WRITTEN PROBLEM
Pick out every line in the entries that contains the word "blade", and copy each one in full.

Dataset excerpts on object pointing:
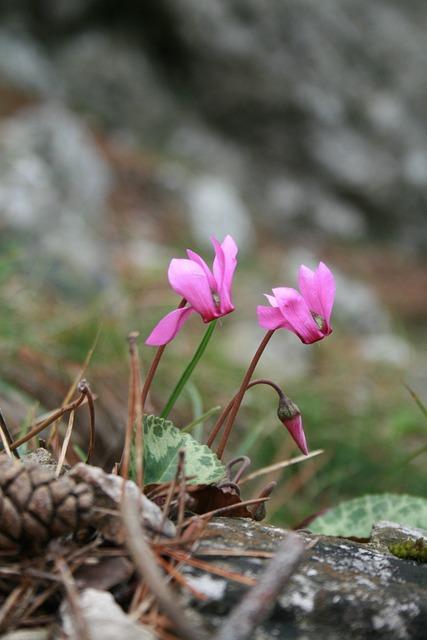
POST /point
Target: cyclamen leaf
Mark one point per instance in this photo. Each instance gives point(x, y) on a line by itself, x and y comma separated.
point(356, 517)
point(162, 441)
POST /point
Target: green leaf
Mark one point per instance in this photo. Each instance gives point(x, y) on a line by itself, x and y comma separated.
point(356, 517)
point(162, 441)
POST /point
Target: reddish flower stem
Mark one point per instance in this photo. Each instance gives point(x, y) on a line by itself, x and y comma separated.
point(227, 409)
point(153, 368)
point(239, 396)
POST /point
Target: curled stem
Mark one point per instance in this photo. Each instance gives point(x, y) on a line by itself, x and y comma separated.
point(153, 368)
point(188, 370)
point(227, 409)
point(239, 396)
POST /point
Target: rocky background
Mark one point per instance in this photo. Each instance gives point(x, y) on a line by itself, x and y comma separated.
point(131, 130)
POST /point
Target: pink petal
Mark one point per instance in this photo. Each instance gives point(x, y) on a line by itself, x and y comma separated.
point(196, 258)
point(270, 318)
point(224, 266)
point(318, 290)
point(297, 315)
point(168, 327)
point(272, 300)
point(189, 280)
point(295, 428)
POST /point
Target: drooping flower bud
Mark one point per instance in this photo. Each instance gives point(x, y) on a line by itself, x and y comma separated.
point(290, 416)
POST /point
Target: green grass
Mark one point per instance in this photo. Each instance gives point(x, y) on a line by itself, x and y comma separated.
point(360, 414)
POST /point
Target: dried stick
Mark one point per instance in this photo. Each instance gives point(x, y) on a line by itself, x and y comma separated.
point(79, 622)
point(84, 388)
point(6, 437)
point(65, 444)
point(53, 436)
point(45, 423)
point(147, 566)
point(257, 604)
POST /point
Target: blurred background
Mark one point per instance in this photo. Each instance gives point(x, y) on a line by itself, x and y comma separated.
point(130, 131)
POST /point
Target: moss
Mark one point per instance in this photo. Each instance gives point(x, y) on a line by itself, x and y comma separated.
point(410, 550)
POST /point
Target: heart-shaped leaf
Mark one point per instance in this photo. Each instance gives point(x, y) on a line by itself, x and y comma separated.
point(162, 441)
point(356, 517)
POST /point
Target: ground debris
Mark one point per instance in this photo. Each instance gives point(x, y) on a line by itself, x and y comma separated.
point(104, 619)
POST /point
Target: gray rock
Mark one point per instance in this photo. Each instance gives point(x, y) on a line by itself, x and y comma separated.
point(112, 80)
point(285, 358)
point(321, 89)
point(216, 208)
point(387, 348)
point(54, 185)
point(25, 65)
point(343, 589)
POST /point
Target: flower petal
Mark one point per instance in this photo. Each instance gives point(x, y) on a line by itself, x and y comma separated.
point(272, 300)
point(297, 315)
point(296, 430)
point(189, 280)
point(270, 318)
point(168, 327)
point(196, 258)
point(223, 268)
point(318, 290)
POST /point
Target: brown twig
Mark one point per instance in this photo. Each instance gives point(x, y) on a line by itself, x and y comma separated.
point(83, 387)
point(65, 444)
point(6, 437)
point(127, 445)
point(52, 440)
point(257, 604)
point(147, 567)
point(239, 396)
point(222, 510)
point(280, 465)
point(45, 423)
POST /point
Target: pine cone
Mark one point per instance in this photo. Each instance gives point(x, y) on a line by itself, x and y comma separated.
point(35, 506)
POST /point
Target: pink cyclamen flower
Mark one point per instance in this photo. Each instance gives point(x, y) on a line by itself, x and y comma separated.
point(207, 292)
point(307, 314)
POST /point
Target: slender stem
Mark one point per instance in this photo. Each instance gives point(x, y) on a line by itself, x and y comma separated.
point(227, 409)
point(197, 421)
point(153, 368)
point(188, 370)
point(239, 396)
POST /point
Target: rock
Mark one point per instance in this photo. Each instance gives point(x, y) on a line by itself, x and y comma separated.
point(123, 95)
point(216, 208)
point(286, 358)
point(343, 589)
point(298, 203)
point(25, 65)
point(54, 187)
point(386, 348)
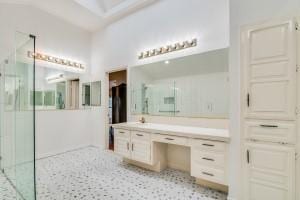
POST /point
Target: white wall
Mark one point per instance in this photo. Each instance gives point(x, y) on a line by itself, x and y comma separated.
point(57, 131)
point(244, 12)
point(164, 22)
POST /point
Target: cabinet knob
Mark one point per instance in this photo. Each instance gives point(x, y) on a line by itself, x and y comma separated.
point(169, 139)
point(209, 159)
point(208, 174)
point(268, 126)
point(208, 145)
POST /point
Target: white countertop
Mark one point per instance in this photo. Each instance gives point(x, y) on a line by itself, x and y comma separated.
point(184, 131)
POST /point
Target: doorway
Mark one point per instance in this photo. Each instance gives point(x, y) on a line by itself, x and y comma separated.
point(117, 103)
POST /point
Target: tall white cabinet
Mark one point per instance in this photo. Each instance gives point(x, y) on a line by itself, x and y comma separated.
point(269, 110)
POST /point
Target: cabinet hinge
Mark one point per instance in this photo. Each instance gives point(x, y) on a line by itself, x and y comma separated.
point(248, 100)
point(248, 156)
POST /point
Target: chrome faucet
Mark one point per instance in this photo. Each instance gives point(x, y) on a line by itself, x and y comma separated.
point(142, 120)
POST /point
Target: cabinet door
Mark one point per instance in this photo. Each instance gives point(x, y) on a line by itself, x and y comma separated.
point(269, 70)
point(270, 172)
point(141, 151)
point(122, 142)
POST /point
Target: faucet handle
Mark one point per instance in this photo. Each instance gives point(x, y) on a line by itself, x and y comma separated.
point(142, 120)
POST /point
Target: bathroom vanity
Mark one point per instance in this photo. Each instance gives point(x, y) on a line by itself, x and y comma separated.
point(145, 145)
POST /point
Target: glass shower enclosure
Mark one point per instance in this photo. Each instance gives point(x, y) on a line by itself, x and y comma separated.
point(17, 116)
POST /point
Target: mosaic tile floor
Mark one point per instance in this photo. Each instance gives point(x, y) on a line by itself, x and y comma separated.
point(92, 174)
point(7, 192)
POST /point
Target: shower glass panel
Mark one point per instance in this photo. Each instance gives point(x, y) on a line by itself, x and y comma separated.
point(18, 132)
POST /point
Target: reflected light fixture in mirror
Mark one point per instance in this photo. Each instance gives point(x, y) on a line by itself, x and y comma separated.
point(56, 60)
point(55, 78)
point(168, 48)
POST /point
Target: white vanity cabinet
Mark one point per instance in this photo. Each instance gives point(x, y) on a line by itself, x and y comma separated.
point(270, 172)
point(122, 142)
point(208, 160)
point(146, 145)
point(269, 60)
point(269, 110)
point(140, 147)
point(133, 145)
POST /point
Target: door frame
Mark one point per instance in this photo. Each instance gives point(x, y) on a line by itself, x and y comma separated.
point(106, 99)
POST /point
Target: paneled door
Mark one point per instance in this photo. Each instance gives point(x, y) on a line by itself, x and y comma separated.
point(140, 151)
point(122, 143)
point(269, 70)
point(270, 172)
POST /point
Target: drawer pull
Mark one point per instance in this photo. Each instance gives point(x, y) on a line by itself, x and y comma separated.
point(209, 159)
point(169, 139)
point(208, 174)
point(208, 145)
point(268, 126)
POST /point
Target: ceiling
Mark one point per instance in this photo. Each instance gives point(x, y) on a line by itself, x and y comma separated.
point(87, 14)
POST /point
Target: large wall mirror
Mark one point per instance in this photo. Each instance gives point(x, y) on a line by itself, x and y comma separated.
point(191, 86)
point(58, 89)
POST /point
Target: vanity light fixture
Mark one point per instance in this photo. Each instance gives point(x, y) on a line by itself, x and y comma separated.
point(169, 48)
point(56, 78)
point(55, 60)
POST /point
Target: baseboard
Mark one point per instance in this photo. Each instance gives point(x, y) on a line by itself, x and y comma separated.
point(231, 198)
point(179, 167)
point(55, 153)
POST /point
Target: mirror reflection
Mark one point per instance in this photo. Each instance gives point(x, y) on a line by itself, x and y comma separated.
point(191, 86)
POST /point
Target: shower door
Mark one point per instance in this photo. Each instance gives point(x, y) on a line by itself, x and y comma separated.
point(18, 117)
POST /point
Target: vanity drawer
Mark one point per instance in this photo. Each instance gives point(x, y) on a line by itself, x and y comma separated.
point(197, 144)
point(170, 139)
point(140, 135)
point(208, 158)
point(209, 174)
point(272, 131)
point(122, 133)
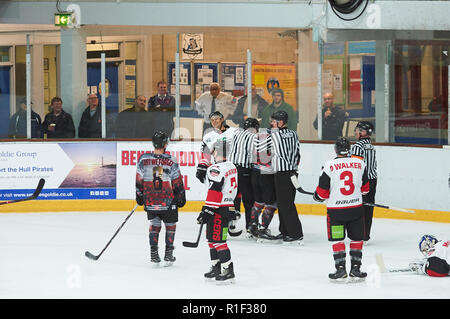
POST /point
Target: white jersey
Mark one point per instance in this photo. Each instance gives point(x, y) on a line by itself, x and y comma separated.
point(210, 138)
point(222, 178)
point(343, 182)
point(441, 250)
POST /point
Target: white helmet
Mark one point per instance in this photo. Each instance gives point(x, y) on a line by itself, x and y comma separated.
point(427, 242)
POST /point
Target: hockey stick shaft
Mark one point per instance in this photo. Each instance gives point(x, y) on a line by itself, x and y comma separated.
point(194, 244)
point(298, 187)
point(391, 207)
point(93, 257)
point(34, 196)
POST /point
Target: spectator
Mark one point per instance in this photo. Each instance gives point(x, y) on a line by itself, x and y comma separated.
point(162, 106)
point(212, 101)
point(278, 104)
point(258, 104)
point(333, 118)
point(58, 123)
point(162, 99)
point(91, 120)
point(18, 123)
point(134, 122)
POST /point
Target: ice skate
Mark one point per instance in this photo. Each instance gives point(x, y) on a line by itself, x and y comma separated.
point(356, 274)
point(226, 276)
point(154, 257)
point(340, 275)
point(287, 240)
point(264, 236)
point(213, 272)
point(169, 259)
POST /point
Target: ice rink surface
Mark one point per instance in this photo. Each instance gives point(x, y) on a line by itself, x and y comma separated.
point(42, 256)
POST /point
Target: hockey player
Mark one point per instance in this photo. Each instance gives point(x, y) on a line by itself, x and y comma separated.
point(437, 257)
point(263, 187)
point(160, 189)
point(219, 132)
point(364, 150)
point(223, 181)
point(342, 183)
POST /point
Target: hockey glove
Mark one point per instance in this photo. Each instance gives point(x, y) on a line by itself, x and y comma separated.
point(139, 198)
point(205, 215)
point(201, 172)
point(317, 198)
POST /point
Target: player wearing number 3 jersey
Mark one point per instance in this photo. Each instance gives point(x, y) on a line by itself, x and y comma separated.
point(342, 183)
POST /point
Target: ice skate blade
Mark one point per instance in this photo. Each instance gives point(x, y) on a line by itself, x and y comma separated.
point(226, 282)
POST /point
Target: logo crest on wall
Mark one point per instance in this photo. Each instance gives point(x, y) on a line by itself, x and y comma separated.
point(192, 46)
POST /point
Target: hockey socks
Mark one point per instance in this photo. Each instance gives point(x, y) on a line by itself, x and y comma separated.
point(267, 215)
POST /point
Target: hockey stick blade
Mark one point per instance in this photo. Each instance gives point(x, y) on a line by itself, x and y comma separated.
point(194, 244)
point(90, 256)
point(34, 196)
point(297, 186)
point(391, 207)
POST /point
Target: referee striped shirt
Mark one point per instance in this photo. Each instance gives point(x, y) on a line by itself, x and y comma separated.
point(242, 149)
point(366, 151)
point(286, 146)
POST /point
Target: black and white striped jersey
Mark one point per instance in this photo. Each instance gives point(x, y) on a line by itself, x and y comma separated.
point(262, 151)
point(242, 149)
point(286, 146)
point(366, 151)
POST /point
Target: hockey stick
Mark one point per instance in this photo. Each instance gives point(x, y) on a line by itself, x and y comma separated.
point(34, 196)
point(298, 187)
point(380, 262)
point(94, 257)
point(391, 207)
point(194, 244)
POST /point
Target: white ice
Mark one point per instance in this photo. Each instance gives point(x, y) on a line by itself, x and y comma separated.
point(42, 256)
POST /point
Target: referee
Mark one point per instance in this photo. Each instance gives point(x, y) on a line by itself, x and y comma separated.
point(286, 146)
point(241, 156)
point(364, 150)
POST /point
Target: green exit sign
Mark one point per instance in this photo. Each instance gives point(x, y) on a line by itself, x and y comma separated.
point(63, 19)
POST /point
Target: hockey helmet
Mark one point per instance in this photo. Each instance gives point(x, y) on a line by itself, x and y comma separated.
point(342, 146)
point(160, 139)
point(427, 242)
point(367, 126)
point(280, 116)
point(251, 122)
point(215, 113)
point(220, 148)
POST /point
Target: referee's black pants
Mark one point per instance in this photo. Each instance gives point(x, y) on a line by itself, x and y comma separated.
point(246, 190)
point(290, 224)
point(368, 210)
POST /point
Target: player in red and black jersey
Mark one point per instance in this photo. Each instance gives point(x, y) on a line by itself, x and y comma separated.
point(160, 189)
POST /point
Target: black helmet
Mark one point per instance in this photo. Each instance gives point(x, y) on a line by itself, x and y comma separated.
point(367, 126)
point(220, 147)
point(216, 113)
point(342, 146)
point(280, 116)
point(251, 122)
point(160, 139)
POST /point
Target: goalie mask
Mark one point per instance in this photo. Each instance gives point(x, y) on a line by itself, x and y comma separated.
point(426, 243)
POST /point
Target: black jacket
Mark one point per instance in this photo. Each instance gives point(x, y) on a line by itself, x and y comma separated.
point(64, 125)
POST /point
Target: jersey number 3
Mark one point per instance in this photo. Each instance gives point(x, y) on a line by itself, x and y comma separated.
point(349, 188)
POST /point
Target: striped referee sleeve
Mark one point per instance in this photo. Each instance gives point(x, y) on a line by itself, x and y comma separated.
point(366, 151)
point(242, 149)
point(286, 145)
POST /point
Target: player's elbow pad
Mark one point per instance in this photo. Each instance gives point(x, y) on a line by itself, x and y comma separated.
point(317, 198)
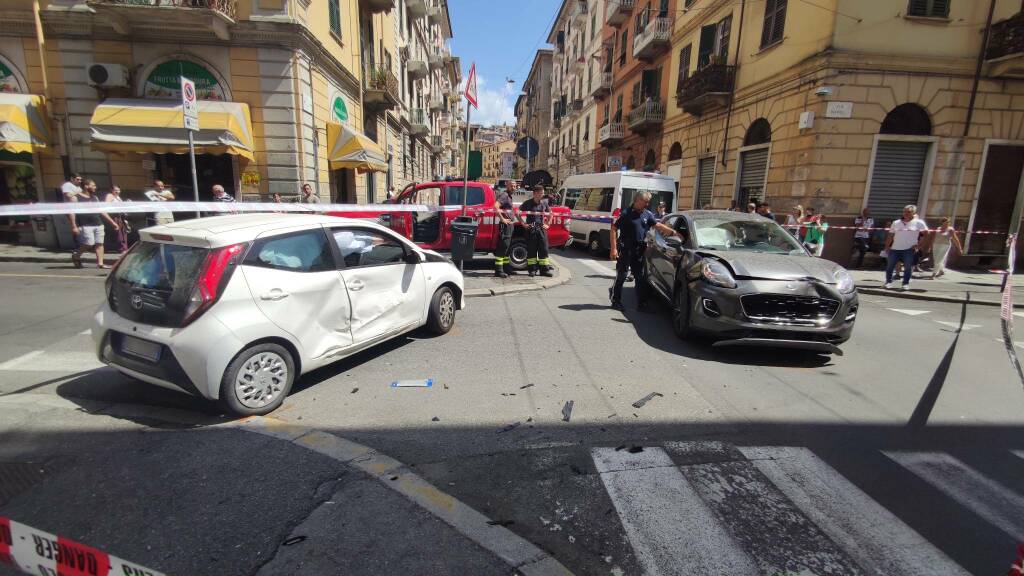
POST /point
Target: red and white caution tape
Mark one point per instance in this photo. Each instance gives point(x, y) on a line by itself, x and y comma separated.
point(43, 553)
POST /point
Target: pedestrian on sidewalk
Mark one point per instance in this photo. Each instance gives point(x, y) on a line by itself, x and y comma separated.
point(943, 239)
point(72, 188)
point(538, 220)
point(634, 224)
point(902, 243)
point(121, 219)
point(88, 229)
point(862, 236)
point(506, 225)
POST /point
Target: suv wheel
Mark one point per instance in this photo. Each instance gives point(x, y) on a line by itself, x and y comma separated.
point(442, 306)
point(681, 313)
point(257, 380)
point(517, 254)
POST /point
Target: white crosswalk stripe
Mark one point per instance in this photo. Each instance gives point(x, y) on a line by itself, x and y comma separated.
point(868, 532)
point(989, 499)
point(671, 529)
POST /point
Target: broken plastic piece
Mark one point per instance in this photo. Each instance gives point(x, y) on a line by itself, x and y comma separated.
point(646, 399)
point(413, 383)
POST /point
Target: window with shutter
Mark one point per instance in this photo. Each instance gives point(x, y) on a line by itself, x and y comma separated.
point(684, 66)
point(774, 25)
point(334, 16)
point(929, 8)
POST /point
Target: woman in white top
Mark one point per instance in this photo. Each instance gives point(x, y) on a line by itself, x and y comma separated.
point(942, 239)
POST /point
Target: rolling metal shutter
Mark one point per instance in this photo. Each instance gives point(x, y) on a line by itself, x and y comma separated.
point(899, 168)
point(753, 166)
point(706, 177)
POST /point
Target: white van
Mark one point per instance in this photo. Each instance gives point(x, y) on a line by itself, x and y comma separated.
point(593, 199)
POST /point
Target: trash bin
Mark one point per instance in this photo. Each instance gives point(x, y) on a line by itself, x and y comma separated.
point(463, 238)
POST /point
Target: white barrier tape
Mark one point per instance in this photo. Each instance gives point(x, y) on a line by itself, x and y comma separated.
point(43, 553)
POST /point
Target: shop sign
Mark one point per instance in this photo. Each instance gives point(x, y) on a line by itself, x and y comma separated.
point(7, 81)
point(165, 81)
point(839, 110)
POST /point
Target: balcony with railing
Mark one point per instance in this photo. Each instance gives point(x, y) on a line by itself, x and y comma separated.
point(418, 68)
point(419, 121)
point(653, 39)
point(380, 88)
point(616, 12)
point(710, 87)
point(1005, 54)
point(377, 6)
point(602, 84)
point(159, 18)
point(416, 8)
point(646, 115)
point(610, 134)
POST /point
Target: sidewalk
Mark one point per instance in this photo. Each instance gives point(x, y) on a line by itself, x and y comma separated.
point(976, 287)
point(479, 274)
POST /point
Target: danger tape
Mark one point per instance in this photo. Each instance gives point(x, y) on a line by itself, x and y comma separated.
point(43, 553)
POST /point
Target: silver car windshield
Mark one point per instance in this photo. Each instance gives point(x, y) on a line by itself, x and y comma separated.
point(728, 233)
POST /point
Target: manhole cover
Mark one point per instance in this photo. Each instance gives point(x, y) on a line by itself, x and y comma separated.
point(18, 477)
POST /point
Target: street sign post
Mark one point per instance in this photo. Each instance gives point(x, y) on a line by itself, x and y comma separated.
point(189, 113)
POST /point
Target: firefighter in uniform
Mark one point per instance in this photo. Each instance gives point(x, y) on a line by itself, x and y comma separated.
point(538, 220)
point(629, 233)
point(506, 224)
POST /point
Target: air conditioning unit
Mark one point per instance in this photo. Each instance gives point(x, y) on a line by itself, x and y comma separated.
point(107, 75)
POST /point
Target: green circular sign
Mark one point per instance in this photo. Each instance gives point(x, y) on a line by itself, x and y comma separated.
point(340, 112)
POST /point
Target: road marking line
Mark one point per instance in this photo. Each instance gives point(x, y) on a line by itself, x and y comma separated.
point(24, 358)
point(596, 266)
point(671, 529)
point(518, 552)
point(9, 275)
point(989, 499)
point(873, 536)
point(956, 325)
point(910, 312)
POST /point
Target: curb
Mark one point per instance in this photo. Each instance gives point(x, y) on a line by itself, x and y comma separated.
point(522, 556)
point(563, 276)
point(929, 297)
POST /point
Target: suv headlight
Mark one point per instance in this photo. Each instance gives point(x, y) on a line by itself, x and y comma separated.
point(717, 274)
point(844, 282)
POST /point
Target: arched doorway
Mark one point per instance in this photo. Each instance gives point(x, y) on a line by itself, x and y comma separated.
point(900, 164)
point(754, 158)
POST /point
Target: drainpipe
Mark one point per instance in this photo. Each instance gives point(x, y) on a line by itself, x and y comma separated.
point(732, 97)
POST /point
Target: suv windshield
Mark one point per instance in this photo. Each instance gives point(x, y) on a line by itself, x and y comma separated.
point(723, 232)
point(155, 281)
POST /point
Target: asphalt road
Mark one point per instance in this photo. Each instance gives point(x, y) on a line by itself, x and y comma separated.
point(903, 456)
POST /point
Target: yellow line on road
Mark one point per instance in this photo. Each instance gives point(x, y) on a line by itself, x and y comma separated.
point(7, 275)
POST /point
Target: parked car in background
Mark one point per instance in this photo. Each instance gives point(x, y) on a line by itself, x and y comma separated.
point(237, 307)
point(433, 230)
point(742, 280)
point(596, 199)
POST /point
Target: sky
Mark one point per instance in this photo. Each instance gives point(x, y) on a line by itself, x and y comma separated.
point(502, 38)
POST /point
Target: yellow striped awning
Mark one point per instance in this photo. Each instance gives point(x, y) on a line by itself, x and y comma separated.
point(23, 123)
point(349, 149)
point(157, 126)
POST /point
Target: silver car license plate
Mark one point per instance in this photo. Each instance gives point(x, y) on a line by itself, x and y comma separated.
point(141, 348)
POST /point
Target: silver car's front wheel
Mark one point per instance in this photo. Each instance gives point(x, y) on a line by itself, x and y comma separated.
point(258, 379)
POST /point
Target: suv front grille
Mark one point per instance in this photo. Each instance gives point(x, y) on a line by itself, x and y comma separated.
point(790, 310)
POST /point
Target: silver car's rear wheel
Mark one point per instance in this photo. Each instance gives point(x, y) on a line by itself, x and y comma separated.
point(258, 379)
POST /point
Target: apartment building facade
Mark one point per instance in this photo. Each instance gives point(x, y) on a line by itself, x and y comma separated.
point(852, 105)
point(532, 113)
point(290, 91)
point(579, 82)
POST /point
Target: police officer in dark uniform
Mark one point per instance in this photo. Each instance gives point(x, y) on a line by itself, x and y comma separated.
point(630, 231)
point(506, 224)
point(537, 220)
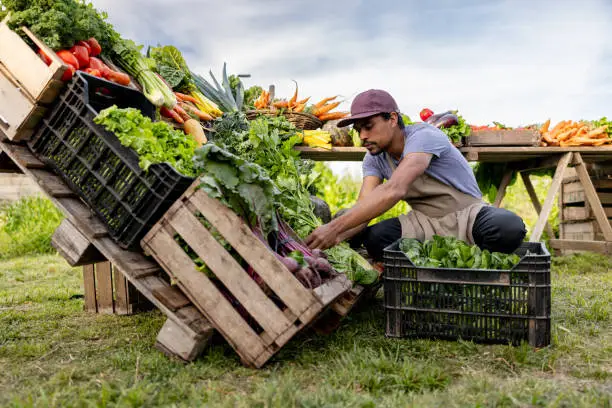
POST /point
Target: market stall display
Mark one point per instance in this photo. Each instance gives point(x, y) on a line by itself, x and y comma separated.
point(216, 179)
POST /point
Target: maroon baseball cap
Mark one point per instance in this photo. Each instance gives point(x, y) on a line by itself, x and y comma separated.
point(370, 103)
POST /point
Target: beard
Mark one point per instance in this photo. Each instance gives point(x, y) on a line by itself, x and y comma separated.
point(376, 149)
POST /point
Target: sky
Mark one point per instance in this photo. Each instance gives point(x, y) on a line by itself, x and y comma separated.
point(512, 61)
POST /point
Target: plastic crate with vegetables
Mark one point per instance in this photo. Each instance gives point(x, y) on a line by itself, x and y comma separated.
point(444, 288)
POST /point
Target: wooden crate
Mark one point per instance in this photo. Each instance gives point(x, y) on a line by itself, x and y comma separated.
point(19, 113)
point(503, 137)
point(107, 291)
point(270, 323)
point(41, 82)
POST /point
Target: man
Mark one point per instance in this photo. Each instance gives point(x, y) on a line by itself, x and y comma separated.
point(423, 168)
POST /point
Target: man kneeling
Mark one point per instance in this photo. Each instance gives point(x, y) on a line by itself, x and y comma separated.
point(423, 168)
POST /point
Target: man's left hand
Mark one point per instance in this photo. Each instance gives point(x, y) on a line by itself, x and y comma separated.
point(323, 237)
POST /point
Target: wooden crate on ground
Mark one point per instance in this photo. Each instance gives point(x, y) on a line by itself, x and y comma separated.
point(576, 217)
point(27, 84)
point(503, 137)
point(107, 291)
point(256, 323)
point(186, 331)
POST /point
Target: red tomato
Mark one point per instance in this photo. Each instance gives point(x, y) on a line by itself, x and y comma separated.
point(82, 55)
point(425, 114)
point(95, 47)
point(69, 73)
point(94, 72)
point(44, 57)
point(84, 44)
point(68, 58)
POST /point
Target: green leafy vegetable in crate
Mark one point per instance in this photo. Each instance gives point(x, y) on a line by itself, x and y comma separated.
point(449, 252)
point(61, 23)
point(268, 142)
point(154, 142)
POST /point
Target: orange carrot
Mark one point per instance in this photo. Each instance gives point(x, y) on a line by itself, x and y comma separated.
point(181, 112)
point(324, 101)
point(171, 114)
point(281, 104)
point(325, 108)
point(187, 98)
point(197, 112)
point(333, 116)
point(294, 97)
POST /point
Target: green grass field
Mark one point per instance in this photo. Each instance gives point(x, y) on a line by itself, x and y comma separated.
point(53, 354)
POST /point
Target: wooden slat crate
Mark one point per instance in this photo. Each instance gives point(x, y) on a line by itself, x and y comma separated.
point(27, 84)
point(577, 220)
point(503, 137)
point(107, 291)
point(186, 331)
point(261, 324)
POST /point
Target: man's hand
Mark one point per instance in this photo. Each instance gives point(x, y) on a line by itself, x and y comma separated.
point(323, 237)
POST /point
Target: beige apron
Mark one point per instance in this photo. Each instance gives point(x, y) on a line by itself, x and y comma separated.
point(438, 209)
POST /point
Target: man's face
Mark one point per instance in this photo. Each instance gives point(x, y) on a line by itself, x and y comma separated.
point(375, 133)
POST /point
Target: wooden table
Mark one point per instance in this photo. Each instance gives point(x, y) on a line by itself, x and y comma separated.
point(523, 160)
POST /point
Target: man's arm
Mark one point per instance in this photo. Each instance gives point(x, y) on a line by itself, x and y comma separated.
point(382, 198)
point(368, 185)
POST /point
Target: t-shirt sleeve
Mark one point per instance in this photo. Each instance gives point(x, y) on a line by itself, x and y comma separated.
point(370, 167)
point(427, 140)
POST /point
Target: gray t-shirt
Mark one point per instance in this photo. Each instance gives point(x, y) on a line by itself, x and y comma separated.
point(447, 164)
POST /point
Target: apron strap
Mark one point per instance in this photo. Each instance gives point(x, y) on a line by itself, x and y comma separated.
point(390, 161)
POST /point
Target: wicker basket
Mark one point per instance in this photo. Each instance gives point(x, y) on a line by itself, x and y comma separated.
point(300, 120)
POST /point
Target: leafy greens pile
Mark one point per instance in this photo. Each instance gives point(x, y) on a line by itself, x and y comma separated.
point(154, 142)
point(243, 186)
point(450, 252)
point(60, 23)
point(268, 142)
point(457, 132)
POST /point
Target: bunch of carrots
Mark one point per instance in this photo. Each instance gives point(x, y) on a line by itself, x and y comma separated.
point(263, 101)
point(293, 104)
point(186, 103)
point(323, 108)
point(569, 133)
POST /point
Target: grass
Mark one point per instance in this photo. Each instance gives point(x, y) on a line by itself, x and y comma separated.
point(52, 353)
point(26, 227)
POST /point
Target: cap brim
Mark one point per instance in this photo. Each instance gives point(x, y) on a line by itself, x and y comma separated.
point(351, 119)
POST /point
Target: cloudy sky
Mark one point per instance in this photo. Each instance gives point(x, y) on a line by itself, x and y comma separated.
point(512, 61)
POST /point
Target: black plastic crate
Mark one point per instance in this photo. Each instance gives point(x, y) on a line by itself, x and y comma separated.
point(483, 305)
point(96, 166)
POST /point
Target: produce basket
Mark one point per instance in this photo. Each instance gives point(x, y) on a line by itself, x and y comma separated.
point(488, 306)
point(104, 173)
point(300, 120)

WRITTEN RESPONSE
Target: ice skate blade
Target: hockey stick blade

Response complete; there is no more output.